Material to process:
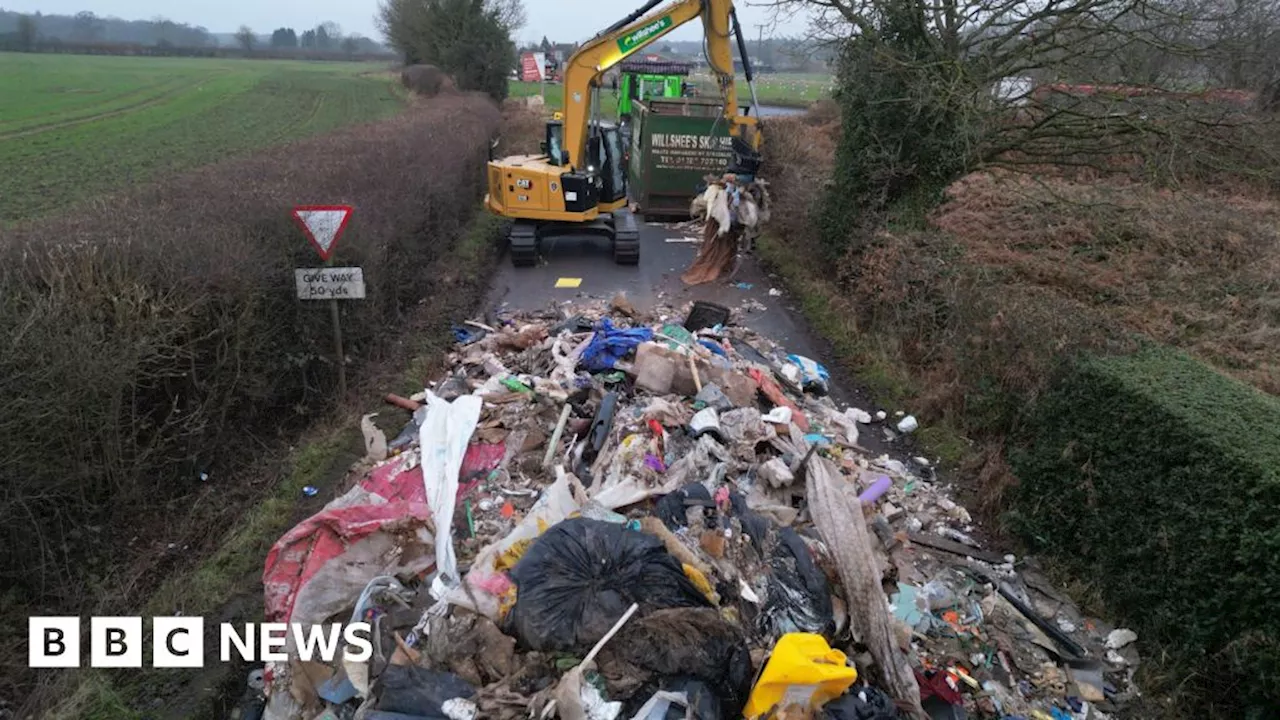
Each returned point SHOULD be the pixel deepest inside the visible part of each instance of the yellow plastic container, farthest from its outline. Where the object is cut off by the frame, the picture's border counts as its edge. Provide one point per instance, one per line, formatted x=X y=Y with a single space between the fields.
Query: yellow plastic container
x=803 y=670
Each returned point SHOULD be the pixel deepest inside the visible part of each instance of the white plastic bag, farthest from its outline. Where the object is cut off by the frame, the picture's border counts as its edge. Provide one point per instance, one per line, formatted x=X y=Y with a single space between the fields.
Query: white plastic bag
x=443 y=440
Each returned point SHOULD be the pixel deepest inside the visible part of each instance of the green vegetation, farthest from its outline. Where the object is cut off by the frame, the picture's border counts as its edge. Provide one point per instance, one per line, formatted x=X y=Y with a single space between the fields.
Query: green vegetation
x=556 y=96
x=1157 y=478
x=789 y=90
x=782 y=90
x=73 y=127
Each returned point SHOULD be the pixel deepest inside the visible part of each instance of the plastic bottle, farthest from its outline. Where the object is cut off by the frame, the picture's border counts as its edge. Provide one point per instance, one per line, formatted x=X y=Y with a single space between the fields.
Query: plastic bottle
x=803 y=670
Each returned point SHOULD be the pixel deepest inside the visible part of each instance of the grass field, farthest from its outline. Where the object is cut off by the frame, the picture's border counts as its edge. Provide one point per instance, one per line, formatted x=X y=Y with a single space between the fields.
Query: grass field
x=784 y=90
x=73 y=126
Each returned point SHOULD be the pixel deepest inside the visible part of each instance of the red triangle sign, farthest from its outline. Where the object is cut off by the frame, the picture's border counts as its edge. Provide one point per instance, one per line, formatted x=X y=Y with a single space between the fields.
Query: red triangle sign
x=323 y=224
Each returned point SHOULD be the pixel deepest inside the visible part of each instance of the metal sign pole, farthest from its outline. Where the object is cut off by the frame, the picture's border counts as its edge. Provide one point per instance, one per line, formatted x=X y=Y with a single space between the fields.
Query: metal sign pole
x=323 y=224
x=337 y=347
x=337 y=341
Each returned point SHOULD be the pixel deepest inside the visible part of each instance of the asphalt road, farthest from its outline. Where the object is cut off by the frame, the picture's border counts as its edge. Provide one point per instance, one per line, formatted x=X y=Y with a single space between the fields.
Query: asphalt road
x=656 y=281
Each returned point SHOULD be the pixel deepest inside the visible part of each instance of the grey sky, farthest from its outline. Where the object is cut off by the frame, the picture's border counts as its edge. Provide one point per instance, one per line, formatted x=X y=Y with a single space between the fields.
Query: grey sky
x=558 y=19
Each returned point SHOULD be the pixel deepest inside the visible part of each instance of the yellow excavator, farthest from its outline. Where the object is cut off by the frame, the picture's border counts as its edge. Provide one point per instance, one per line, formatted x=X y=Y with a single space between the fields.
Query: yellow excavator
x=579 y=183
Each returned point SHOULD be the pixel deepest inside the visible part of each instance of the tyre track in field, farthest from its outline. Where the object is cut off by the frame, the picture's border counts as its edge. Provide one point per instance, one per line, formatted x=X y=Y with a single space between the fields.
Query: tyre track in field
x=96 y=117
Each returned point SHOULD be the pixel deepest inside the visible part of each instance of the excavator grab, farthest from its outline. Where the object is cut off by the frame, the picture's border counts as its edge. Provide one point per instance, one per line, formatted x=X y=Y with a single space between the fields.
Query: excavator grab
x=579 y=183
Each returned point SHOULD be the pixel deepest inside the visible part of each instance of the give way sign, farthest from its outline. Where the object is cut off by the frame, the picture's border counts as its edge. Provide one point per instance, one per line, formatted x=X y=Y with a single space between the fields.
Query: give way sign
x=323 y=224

Set task: Set down the complete material exactly, but do not include the images.

Full output:
Each returned point SHOULD be the pixel deepest inside the visible part of each instance of the yellow plastic container, farthest from its outline. Where the object is cut off by the frame, the picture's border counts as its edge. Provide one point per instance, one per line, formatted x=X y=Y with a single space between the fields.
Query: yellow plastic container
x=803 y=670
Each returned point SHOULD be the pixel deepest inside the visible part of each instance of the white plastic bag, farthest from its outline. Where the object is cut off by the frame, the picture's border counts as its edge. Provide one point per instance, one per line, formatted x=X y=Y with a single space between the fields.
Query: white plastic bag
x=443 y=440
Each returned point SHOULD be the pixel deepest inside the visible part of each instance of the green vegetation, farthest from its outline. Where the object is cut off by the frame, the picture's border counts as its edge. Provide one point per instance, one per line, formatted x=X y=Y with a single space between the fields.
Query: green vegetation
x=556 y=96
x=1157 y=478
x=789 y=90
x=782 y=90
x=73 y=127
Each returned point SHOULD be the pixel deepest inside the visible part of each instance of the plastic bottle, farthest from its outline. Where the object is cut off by the frame, the picture's border counts as its edge. Provide one point per instance, one per line, formatted x=X y=Y with a single space between the fields.
Query: plastic bottle
x=803 y=670
Each returned point SHOULD be the pixel deepest inside the visible part of each instance of the grass field, farthest from its outline. Where the object is cut off by the frame, the picture's border counts as its edge. Provide one point per instance, one per line, formatted x=X y=Y with a single space between the fields.
Query: grass field
x=784 y=90
x=73 y=126
Each returned point SHOULD be the pixel deepest inside the visible part of each instance of the red triangle sign, farthest from its outline. Where the object is cut off by the frame, the picture's border counts as its edge. Provide one point per instance, one per line, formatted x=X y=Y with a single space between the fields.
Query: red triangle sign
x=323 y=224
Each returned point SHOULD be the pixel deepest inside the visible part of each instance of the metal sign pole, farthest from its outline. Where the object is cut off by the frame, the picture's border counts as its edge. Provide one point per instance, one per line, formatted x=X y=Y with a single space between the fields.
Query: metal sign pole
x=323 y=224
x=337 y=347
x=337 y=341
Each returned point SHOULD be the pixel deepest inside the visible part of each instance of the asphalt road, farthest from its outline. Where the object is cut off by the frame, the picture's border counts as its edge. Provide one point per instance, one per line, formatted x=X y=Y with a single space between the fields.
Query: asphalt road
x=656 y=281
Each returned point SHOULD be the pixel deepest inside the visible part of each instance of the grey sky, farthest from its outline. Where the object is cut off by the frame, the picture's border counts as its edge. Provide one point per instance, one per line, formatted x=X y=Y with a single space between the fields.
Query: grey sky
x=558 y=19
Each returned point SHOULD be the pixel deepest inside the visible part of each instance of the yellow excavator, farthest from its outline. Where the object is cut off by the frame, the picture's border counts as its edge. Provide one point per instance, one per line, formatted x=X y=Y with a single space between the fields.
Query: yellow excavator
x=579 y=183
Each returned point SHOULD be the pixel deepest inside the visible part of each instance of the tyre track in field, farthest from its outline. Where the object is cut off by the frame, the picture's border counts as its edge. Provide one point per instance, one per line, formatted x=X y=Y with a single space between the fields.
Query: tyre track in field
x=96 y=117
Each returned point SHOULD be the pixel deepest inside the visible part of each instance of the excavator grab, farthest from its outline. Where the object is cut off by the frame, the picture's border counts as its edge. Provide one point per instance, one per line, formatted x=X y=Y with a single space between the fields.
Query: excavator grab
x=579 y=183
Each returned point SHOULD be the pixel deepest inside the visible part of each instance of the give way sign, farthest from its outline. Where the object is cut off by the frame, the picture's border counts as its edge. Provide one point per instance, one per line, formatted x=X y=Y with a single space between the fields.
Query: give way sign
x=323 y=224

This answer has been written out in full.